◆ SUPPLIED MATERIAL
◆ ◆ ◆ ◆ ◆ ◆ ◆

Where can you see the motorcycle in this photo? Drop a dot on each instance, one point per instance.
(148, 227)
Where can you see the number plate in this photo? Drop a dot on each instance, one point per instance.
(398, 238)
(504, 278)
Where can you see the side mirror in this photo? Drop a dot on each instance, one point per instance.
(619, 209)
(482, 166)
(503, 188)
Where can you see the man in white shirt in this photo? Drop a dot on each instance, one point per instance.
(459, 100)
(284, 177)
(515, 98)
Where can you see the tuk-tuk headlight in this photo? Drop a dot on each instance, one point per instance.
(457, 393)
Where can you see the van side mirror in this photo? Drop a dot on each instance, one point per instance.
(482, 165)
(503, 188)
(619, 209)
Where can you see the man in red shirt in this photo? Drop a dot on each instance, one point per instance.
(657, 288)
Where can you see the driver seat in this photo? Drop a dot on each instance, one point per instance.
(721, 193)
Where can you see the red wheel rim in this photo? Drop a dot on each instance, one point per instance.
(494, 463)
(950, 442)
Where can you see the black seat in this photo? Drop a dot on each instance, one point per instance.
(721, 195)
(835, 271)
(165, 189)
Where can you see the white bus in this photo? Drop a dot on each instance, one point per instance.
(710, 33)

◆ ◆ ◆ ◆ ◆ ◆ ◆

◆ TO DO
Revise the listing above so that every "Drop a dot" becomes "Place a dot", and leave all other text unchanged.

◆ EXERCISE RESPONSE
Where can you see the motorcycle in this photo? Place a dot on each instance, one point per instance.
(148, 227)
Where can you see the number plate in this photo? Place a dot on each instance, one point per instance.
(398, 238)
(504, 278)
Where can you see the side mirror in this photo? Place a dot on each instance, one point per instance.
(619, 209)
(482, 166)
(503, 188)
Where can you see the man in white shirt in this photo? Place a dot on each instance, one point per instance.
(459, 100)
(284, 177)
(515, 98)
Where can you see the tuk-tuk headlight in this photo? Place a dot on each instance, one point per instance.
(457, 393)
Where can you see the van side mirror in this photo? Place a dot on each instance, one point per instance.
(482, 165)
(503, 188)
(619, 209)
Where can you see the man in red shirt in this photo? Place a dot on each instance, one point per instance.
(657, 288)
Where can you see the driver seat in this photo? Place a dot on each instance, one point per instance.
(721, 193)
Where can you see the red wheel rim in this photo? Place a dot on each instance, one point per instance.
(494, 463)
(950, 442)
Where can you see the black seat in this photo? Place a dot on each instance, one point per instance.
(721, 195)
(835, 271)
(165, 189)
Where can you see the white bus in this photo? Place a dot on each instance, one point per instance.
(710, 33)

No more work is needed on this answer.